● **Exercise goal**: Return each entry exactly, with none missing.

___

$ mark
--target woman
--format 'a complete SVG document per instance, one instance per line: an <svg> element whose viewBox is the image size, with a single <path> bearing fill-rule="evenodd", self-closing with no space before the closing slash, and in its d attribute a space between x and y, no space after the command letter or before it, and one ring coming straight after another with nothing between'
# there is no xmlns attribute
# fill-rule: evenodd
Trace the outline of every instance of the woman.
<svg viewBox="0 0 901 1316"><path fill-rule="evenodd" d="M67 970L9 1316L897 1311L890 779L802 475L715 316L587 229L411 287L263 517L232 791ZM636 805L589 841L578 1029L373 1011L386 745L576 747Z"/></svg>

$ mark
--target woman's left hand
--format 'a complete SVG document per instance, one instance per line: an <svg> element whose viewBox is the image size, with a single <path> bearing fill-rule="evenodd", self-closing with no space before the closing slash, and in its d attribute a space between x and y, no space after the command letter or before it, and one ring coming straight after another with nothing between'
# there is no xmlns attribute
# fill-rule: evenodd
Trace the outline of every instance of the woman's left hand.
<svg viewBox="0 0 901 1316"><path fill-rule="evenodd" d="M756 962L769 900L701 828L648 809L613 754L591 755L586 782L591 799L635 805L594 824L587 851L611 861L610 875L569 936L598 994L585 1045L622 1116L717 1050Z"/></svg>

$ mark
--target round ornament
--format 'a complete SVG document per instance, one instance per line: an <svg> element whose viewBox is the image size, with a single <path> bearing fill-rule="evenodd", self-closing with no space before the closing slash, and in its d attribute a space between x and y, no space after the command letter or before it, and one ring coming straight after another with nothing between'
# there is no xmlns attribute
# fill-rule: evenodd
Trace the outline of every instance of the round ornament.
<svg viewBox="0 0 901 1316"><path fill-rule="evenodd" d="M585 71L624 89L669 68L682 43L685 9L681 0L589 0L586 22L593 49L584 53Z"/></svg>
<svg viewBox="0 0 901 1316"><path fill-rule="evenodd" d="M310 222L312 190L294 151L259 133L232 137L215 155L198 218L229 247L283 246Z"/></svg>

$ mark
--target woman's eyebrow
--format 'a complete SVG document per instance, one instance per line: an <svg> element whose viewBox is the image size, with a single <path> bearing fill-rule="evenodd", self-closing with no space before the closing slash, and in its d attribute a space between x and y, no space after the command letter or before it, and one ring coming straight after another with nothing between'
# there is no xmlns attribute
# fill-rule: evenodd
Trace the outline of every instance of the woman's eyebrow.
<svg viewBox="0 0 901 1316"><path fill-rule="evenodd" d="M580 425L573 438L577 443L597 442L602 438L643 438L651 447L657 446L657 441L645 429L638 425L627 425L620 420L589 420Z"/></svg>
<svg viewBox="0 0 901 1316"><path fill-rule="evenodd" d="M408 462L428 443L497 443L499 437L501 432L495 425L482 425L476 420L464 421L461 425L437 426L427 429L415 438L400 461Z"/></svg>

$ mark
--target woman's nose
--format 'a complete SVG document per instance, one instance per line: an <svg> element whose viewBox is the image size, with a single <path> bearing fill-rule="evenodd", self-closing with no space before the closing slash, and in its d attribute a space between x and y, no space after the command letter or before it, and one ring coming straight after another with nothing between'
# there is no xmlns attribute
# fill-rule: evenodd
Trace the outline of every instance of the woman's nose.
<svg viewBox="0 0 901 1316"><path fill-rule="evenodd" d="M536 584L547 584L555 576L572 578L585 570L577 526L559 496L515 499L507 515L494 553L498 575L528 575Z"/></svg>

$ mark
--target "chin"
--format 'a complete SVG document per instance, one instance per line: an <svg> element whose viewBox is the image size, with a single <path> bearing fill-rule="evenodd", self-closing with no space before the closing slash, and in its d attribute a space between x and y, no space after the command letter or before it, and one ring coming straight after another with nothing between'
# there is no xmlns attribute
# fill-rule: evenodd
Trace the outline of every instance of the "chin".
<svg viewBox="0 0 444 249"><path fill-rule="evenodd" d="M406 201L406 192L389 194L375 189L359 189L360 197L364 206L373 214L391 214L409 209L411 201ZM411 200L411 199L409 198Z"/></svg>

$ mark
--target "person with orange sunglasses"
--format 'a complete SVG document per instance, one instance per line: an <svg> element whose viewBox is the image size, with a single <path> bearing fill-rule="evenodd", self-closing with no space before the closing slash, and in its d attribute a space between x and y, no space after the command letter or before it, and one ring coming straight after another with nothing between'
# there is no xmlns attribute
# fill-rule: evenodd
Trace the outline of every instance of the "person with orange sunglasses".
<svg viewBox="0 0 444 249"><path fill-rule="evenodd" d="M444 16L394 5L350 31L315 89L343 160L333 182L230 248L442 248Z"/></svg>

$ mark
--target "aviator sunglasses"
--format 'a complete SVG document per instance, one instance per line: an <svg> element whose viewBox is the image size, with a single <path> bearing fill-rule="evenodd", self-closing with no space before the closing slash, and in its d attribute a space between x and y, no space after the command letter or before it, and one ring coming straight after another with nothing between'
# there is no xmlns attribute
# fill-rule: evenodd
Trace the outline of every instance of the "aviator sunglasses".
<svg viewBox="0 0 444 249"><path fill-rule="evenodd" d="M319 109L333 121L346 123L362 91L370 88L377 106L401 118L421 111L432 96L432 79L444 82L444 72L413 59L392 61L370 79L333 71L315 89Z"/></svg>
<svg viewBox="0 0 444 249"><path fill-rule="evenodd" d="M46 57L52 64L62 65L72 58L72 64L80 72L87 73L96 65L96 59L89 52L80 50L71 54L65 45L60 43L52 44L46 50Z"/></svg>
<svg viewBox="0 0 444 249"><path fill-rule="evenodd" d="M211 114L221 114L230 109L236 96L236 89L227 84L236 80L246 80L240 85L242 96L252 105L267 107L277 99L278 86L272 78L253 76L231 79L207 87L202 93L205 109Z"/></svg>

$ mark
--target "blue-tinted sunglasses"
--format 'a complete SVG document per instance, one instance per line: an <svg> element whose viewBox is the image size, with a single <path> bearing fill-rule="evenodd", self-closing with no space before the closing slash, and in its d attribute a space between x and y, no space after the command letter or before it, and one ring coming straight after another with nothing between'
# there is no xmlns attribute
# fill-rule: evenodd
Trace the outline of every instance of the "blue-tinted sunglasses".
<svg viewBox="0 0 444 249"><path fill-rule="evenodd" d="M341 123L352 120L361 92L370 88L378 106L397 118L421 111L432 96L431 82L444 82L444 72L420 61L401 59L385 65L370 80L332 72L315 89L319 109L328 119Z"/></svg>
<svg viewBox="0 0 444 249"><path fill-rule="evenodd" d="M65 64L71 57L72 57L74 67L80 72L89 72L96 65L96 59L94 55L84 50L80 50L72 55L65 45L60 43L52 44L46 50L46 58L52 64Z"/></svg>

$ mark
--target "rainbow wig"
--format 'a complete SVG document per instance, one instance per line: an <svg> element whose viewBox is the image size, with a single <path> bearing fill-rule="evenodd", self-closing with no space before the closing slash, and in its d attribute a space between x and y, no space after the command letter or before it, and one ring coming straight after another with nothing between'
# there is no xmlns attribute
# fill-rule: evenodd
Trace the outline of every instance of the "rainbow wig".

___

● **Exercise solution**:
$ mark
--target woman
--format 'a complete SVG document per instance, one instance per line: an <svg> element whose viewBox is the image size, with a single <path> bearing fill-rule="evenodd", self-closing with no space before the closing slash, and in its d attribute a space between x and y, no space after the command letter or before it, and one ring coming straight after another with nothing between'
# there is no xmlns attribute
# fill-rule: evenodd
Trace the outline of every instance of the woman.
<svg viewBox="0 0 901 1316"><path fill-rule="evenodd" d="M67 970L9 1316L897 1311L890 779L802 475L715 316L587 229L411 287L263 517L232 791ZM636 805L589 841L578 1029L373 1011L386 745L576 747Z"/></svg>

$ mark
--target woman's left hand
--format 'a complete SVG document per instance, one instance per line: an <svg> element whose viewBox is the image size, with a single <path> bearing fill-rule="evenodd", self-closing with no space before the closing slash, and in its d attribute a space between x and y, no space after the command letter or before it, and one ring coming straight after another with nothing between'
# there is no xmlns attribute
# fill-rule: evenodd
Trace the outline of every instance of the woman's left hand.
<svg viewBox="0 0 901 1316"><path fill-rule="evenodd" d="M756 962L769 900L701 828L648 809L613 754L591 755L586 782L591 799L635 805L594 824L587 851L611 861L610 875L569 936L598 994L585 1045L622 1116L717 1050Z"/></svg>

$ mark
--target round ornament
--format 'a complete SVG document per instance, one instance per line: an <svg> element whose viewBox is the image size, with a single <path> bearing fill-rule="evenodd", self-closing with no space before the closing slash, and in its d attribute a space between x and y, no space after the command letter or before it, and one ring coming straight after another with nothing between'
# there is no xmlns attribute
# fill-rule: evenodd
Trace the outline of every instance of the round ornament.
<svg viewBox="0 0 901 1316"><path fill-rule="evenodd" d="M585 71L624 89L669 68L682 43L685 9L681 0L589 0L586 22L593 49L584 53Z"/></svg>
<svg viewBox="0 0 901 1316"><path fill-rule="evenodd" d="M310 222L312 190L294 151L259 133L232 137L215 155L198 218L229 247L283 246Z"/></svg>

$ mark
--target woman's eyebrow
--format 'a complete SVG document per instance, one instance per line: an <svg> element whose viewBox is the image size, with a single <path> bearing fill-rule="evenodd", self-closing with no space before the closing slash, and in its d attribute a space between x and y, no space after the command letter or before it, and one ring coming straight after another with nothing between'
# there is no xmlns attribute
# fill-rule: evenodd
Trace the outline of every instance of the woman's eyebrow.
<svg viewBox="0 0 901 1316"><path fill-rule="evenodd" d="M580 425L573 438L577 443L597 442L602 438L643 438L651 447L657 446L657 441L645 429L638 425L627 425L620 420L589 420Z"/></svg>
<svg viewBox="0 0 901 1316"><path fill-rule="evenodd" d="M408 462L428 443L497 443L499 437L501 432L495 425L482 425L476 420L464 421L461 425L437 426L427 429L415 438L400 461Z"/></svg>

$ mark
--target woman's nose
--format 'a complete SVG document per instance, one instance per line: an <svg> element whose viewBox is the image size, with a single <path> bearing fill-rule="evenodd", self-closing with no space before the closing slash, and in its d attribute a space between x and y, no space after the command letter or before it, and one ring coming straight after another with nothing between'
# there is no xmlns attribute
# fill-rule: evenodd
Trace the outline of every instance of the woman's nose.
<svg viewBox="0 0 901 1316"><path fill-rule="evenodd" d="M536 584L547 584L555 576L572 578L585 570L577 526L559 496L515 499L507 515L494 553L498 575L528 575Z"/></svg>

$ mark
--target "chin"
--format 'a complete SVG document per instance, one instance per line: an <svg> element whose viewBox is the image size, with a single <path> bearing fill-rule="evenodd", self-closing with no space before the closing slash, and in its d attribute a space between x and y, no space after the command letter or before it, and one ring coming straight after another with nothing between'
# there is no xmlns attribute
# fill-rule: evenodd
Trace the outline of every instance of the "chin".
<svg viewBox="0 0 444 249"><path fill-rule="evenodd" d="M406 201L406 192L389 194L375 189L359 189L360 197L364 206L373 214L391 214L409 209L411 201ZM411 200L411 199L409 198Z"/></svg>

$ mark
--target "person with orange sunglasses"
--format 'a complete SVG document per instance, one instance per line: an <svg> element whose viewBox is the image size, with a single <path> bearing fill-rule="evenodd", self-closing with no space before the closing slash, and in its d attribute a space between x and y, no space after the command letter or before it, and one ring coming straight after another with nothing between'
# there is no xmlns attribute
# fill-rule: evenodd
Trace the outline of every instance of the "person with orange sunglasses".
<svg viewBox="0 0 444 249"><path fill-rule="evenodd" d="M444 16L394 5L350 31L315 89L343 160L333 182L230 248L442 248Z"/></svg>

$ mark
--target "aviator sunglasses"
--format 'a complete SVG document per instance, one instance per line: an <svg> element whose viewBox is the image size, with a single <path> bearing fill-rule="evenodd", self-closing with no space before the closing slash, and in its d attribute a space between x and y, no space after the command letter or before it, and one ring coming straight after another with nothing between'
# there is no xmlns attribute
# fill-rule: evenodd
Trace the outline of every instance of the "aviator sunglasses".
<svg viewBox="0 0 444 249"><path fill-rule="evenodd" d="M319 109L333 121L346 123L362 91L370 88L377 106L401 118L421 111L432 96L432 79L444 82L444 72L413 59L392 61L370 79L333 71L315 89Z"/></svg>
<svg viewBox="0 0 444 249"><path fill-rule="evenodd" d="M46 57L52 64L62 65L72 58L72 64L80 72L87 73L96 65L96 59L89 52L80 50L71 54L65 45L60 43L52 44L46 50Z"/></svg>
<svg viewBox="0 0 444 249"><path fill-rule="evenodd" d="M211 114L221 114L230 109L236 96L236 89L227 84L236 80L246 80L240 85L242 96L252 105L267 107L277 99L278 86L272 78L253 76L231 79L207 87L202 93L205 109Z"/></svg>

$ mark
--target "blue-tinted sunglasses"
--format 'a complete SVG document per instance, one instance per line: an <svg> element whose viewBox is the image size, with a single <path> bearing fill-rule="evenodd", self-closing with no space before the closing slash, and in its d attribute a space between x and y, no space after the command letter or before it, and one ring coming straight after another with nothing between'
# there is no xmlns attribute
# fill-rule: evenodd
Trace the outline of every instance of the "blue-tinted sunglasses".
<svg viewBox="0 0 444 249"><path fill-rule="evenodd" d="M341 123L352 120L361 92L370 88L378 106L397 118L421 111L432 96L431 82L444 82L444 72L420 61L401 59L385 65L370 80L332 72L315 89L319 109L328 119Z"/></svg>
<svg viewBox="0 0 444 249"><path fill-rule="evenodd" d="M65 64L71 57L72 57L74 67L80 72L89 72L96 65L96 59L94 55L84 50L80 50L72 55L65 45L60 43L52 44L46 50L46 58L52 64Z"/></svg>

$ mark
--target "rainbow wig"
--format 'a complete SVG document per instance, one instance per line: an <svg> element whose viewBox is the image size, with a single <path> bearing fill-rule="evenodd", self-closing with no space before the closing slash, and in its d attribute a space between x and y, no space after the command letter or before it, and one ring coming straight after another with nothing between'
# there is no xmlns attribute
# fill-rule: evenodd
Trace the outline of every instance of the "rainbow wig".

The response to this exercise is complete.